Data provided -
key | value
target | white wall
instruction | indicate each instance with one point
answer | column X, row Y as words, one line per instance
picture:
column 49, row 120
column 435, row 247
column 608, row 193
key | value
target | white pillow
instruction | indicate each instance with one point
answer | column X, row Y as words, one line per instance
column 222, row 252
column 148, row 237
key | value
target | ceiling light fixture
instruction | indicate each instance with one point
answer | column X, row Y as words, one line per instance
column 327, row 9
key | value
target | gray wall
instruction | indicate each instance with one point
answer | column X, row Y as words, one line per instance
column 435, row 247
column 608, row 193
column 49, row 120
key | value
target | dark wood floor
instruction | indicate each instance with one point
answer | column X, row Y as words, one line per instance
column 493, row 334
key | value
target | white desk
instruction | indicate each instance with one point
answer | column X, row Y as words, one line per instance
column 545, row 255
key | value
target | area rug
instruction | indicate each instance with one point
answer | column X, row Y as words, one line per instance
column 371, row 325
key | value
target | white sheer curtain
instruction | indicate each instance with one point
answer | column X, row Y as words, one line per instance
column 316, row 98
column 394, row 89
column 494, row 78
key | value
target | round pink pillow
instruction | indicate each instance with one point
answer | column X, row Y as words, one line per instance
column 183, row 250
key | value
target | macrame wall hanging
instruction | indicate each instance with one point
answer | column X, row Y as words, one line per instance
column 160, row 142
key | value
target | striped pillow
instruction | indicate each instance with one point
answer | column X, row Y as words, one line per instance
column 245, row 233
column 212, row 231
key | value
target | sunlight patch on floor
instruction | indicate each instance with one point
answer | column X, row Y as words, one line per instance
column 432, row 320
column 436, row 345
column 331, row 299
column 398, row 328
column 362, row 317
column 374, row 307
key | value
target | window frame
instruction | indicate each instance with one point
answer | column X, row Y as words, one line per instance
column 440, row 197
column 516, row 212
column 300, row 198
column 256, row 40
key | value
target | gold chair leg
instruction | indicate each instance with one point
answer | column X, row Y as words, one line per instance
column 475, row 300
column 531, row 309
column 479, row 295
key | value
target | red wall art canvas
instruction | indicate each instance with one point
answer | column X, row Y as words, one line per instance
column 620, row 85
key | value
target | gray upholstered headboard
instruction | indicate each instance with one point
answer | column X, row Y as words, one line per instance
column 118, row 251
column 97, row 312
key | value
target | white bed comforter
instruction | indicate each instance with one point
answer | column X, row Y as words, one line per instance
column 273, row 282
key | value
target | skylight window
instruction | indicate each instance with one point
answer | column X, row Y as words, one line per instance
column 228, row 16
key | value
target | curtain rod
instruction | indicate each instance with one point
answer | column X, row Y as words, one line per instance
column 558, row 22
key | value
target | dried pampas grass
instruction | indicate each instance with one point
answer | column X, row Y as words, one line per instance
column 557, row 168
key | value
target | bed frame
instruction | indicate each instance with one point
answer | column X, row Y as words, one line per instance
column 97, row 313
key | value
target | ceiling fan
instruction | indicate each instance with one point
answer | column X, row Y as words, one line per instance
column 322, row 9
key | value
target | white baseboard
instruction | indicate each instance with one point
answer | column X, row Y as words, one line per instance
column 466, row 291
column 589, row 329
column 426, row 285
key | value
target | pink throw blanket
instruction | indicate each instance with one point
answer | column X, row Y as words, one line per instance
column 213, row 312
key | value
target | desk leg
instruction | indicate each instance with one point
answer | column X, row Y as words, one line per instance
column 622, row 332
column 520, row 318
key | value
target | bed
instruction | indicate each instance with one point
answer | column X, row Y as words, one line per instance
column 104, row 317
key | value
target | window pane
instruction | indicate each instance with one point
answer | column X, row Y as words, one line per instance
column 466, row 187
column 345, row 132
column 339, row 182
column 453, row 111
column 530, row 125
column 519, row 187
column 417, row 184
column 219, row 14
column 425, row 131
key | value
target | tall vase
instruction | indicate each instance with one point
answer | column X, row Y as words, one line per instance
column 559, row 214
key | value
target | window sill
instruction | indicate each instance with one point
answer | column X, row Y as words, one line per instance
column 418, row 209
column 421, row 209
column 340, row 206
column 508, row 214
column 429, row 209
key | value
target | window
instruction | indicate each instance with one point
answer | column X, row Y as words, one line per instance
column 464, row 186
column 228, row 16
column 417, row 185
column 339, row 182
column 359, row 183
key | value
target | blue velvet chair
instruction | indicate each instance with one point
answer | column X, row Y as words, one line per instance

* * *

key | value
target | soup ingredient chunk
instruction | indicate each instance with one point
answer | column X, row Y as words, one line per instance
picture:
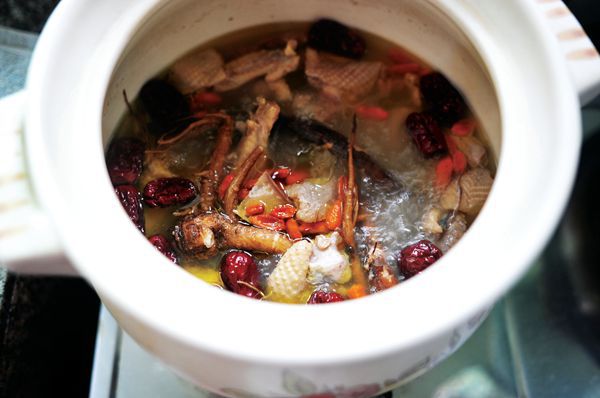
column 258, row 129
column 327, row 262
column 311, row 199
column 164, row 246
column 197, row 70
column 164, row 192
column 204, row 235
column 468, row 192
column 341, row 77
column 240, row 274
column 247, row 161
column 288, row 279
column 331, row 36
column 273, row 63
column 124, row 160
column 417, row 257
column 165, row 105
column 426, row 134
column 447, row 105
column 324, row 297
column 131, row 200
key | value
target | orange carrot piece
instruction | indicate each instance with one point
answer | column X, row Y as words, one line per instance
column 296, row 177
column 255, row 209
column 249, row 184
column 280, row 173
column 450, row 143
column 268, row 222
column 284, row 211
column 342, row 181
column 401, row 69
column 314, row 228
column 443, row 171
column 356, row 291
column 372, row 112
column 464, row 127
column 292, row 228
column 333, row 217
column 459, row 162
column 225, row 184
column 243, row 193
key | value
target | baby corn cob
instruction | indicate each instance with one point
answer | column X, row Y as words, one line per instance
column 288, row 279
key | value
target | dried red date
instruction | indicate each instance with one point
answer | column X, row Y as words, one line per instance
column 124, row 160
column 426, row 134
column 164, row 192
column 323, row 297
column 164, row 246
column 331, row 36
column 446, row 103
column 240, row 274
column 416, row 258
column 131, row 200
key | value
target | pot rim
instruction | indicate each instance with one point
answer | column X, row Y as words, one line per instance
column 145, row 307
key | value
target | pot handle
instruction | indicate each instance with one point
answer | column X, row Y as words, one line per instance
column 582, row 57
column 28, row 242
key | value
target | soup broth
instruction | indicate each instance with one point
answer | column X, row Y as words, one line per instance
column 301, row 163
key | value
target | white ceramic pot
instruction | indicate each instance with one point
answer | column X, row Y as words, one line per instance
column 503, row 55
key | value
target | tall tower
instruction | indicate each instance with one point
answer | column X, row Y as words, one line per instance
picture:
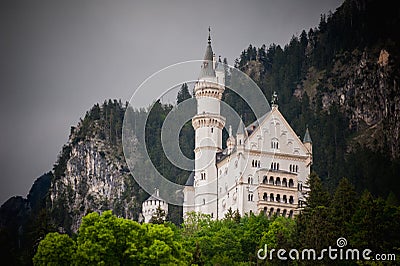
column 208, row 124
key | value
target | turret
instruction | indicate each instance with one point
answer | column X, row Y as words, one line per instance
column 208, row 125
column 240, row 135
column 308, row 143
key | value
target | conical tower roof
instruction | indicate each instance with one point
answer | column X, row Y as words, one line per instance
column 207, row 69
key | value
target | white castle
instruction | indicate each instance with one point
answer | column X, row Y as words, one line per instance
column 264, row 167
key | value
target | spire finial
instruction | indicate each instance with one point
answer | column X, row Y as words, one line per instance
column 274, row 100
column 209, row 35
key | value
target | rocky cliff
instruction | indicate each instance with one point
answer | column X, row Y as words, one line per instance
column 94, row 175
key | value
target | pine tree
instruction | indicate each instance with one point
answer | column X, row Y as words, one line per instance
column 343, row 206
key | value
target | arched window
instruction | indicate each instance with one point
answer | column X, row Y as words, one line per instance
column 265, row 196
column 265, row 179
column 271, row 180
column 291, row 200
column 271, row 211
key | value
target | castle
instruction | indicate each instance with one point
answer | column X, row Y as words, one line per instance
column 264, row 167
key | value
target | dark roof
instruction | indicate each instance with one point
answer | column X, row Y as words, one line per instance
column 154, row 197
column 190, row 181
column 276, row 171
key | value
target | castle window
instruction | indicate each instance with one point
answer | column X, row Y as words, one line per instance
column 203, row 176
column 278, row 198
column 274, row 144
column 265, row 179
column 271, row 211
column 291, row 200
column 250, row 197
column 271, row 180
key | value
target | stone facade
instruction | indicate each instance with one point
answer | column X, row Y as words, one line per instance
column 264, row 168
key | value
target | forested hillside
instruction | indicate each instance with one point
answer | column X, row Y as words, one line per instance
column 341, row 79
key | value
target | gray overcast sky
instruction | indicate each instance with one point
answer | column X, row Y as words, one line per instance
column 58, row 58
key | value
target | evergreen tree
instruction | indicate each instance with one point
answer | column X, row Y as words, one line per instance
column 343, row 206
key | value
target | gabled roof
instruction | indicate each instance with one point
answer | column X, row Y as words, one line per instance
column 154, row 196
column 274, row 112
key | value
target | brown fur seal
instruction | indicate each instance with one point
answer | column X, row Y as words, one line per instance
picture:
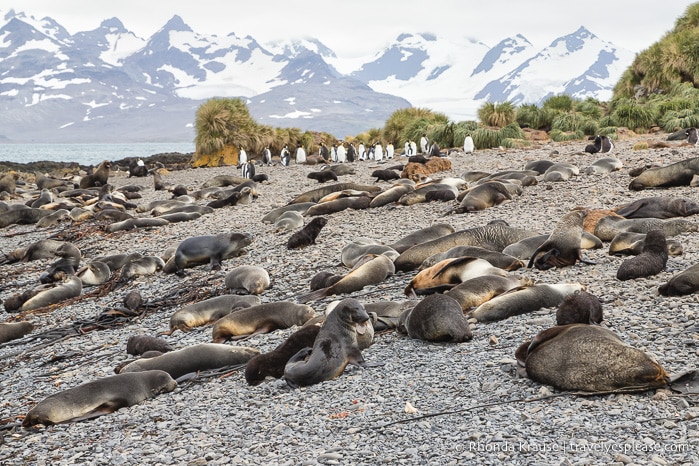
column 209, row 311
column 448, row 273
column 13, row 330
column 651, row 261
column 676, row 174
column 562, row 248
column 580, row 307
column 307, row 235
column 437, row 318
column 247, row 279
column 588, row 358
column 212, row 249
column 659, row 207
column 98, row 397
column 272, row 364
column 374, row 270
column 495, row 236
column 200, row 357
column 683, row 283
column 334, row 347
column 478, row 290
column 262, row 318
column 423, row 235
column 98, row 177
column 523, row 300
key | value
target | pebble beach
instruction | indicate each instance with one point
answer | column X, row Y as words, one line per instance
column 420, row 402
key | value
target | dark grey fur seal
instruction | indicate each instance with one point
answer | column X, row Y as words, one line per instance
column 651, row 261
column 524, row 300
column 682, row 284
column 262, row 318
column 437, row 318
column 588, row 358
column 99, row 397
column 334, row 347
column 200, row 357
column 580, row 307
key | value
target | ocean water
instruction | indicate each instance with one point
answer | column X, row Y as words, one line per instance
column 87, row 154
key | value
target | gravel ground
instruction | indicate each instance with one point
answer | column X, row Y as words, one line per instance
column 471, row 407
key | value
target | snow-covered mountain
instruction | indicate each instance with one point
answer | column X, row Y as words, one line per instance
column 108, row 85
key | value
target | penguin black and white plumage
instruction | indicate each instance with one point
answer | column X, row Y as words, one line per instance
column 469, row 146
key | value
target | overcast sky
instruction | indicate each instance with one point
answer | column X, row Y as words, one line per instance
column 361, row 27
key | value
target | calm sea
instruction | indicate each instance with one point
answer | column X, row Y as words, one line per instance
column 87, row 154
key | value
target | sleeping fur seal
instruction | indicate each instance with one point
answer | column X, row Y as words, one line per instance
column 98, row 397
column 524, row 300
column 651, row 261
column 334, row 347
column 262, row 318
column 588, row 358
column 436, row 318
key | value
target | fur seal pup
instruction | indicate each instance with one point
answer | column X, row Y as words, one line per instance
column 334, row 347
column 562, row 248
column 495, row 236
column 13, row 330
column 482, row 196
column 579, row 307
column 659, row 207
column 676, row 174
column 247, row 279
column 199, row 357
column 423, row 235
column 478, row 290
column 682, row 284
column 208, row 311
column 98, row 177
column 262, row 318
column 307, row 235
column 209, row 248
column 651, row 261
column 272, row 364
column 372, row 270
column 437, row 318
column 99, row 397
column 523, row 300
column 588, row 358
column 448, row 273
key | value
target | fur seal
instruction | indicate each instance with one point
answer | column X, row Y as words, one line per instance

--

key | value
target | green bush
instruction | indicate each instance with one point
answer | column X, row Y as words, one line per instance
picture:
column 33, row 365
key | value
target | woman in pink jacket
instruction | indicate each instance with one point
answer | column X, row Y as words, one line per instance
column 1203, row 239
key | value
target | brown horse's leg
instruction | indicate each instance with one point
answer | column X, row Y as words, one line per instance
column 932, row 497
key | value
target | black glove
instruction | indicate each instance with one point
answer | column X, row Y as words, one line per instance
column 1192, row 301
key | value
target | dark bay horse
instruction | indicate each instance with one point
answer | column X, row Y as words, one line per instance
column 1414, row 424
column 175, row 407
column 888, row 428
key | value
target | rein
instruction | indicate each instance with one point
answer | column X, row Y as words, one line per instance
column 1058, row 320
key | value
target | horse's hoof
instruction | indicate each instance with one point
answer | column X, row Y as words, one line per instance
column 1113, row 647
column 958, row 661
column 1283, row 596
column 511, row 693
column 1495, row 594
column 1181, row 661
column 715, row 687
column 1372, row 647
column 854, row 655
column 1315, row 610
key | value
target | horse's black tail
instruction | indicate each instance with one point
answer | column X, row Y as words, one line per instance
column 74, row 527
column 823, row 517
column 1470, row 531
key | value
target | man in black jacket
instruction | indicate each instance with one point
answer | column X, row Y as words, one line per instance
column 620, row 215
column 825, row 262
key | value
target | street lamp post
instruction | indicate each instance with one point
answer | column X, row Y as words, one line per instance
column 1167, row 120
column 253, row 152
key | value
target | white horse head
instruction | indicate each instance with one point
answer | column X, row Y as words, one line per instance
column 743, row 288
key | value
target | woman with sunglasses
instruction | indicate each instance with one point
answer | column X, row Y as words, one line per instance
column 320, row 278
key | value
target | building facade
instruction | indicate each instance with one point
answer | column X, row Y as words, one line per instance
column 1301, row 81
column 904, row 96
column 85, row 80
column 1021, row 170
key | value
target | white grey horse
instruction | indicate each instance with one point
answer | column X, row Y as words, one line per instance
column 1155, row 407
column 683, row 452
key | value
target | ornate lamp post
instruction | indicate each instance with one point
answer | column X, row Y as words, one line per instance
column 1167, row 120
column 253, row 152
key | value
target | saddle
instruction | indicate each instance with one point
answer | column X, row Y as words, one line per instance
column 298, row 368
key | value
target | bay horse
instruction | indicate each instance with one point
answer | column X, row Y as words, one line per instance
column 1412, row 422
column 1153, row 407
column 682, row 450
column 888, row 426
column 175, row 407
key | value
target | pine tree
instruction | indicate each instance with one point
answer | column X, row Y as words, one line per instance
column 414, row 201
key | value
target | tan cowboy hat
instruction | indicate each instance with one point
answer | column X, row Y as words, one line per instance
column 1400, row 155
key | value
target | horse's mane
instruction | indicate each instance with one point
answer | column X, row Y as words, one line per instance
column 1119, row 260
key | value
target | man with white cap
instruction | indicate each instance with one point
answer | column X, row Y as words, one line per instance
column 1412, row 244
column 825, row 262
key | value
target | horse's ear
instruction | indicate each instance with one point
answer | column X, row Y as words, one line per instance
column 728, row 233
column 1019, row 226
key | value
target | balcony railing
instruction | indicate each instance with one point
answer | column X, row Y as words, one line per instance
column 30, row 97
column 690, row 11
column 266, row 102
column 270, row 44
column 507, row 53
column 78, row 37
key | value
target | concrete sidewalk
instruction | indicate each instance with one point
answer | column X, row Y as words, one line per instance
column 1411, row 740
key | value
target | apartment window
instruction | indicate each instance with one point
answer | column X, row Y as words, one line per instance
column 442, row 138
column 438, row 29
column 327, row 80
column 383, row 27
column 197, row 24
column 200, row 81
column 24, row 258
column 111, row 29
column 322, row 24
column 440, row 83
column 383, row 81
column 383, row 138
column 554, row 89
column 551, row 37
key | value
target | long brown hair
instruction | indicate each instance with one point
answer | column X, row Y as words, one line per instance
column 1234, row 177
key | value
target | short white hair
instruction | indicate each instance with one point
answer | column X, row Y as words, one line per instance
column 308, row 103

Exercise -
What lines in the data include the string "woman"? Copy each one.

Answer to this problem -
target | woman in pink jacket
target | woman with sunglasses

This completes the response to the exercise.